--- begin SUPPLIED PASSAGE ---
Like I said, that all makes sense, in the twisted parallel universe where all of these romnovs take place. The nonsense is in the details, such as the Rate the Dates reality show where Edie or her twin sister appeared opposite "Cash Champagne," or the mysterious "Benning wedding curse" that is alluded to but never explained. I have to cut the book a bit of slack, because it's the third in a trilogy, but good Lord. Also, there were about as many clothing descriptions in this thing as you'd find in a bad fanfic.
When he'd first seen the identical twin sisters together, he'd been able to tell them apart immediately. The women were identical, yes. And yet, there was something so different about their essence. Both were about five foot five. Both had worn their feathered blond hair blown straight, and both had blue eyes the color of robins' eggs on a foggy morning.
--- end SUPPLIED PASSAGE ---
Extend the romance novel review from its last sentence. None of the lines that follow are needed here.
--- begin RECORD EXTRACTS ---
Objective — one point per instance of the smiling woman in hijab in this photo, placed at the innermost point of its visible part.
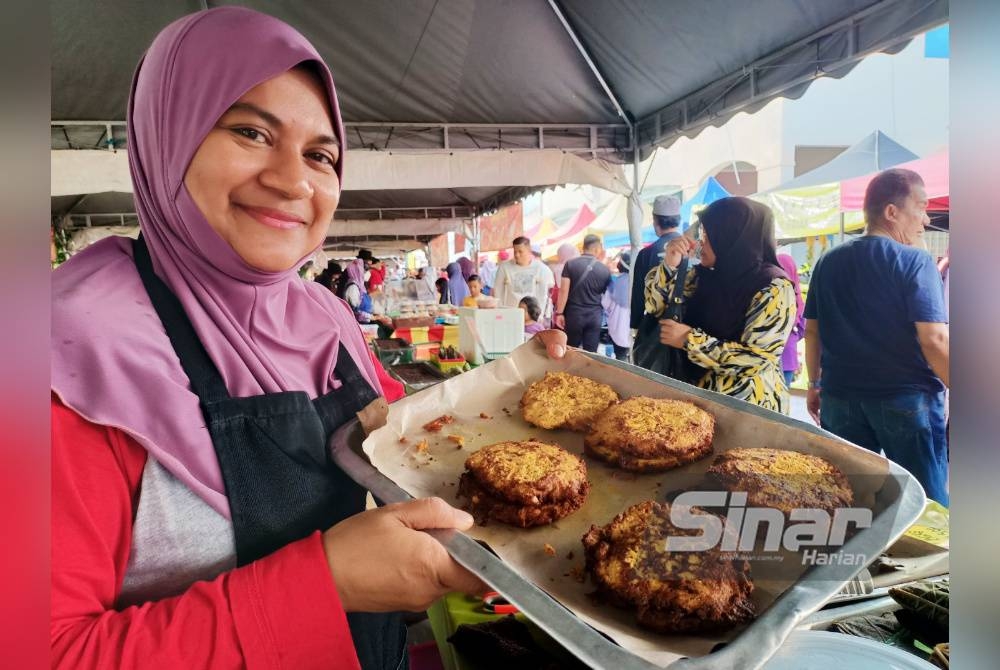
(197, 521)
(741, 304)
--- end RECORD EXTRACTS ---
--- begin RECORD EXTRACTS ---
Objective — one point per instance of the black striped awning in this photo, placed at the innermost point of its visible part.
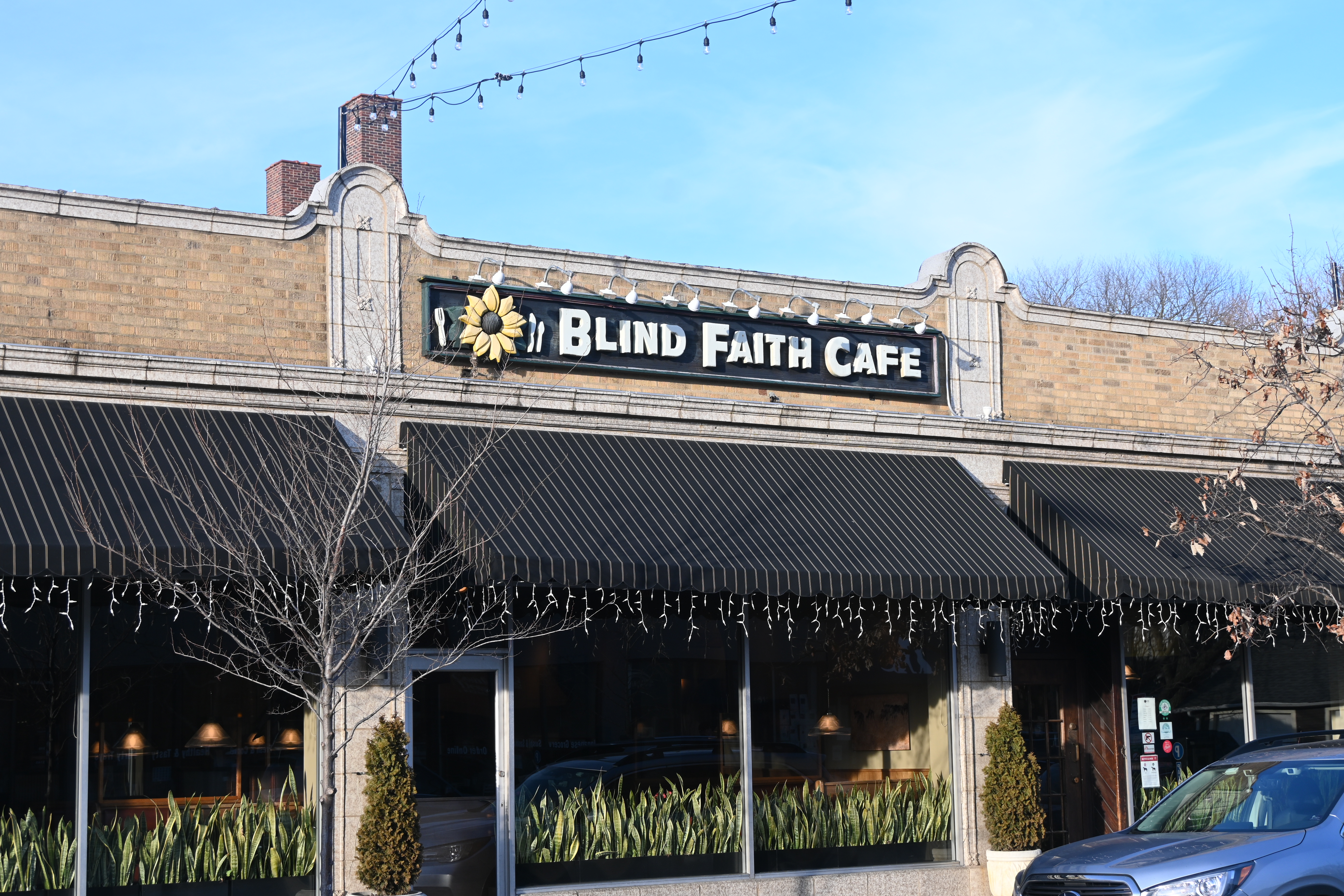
--- end RECORD EXTRACTS ---
## TASK ANSWER
Edie shrugged as he used the chopsticks to further fish around the platter, her throat tightening as his knee suddenly knocked hers under the table. It instantly corrected itself, pulled away, changed its mind, then found hers again, this time pressuring firmly. He had nice knees, too. Big and hard. More square than rounded.
Even from here, he could see the pulse vibrating in her throat, and now he realized she was chattering because she was nervous. So was he. Especially since he was lying to her about his identity.
A romantic at heart, she'd read countless novels about love, and she'd even memorized some of the world's greatest poetry.
He'd always been so damn artistic for a guy, too emotional. Passionate. (NB This is Seth/Jimmy's interior monologue. -M.R.)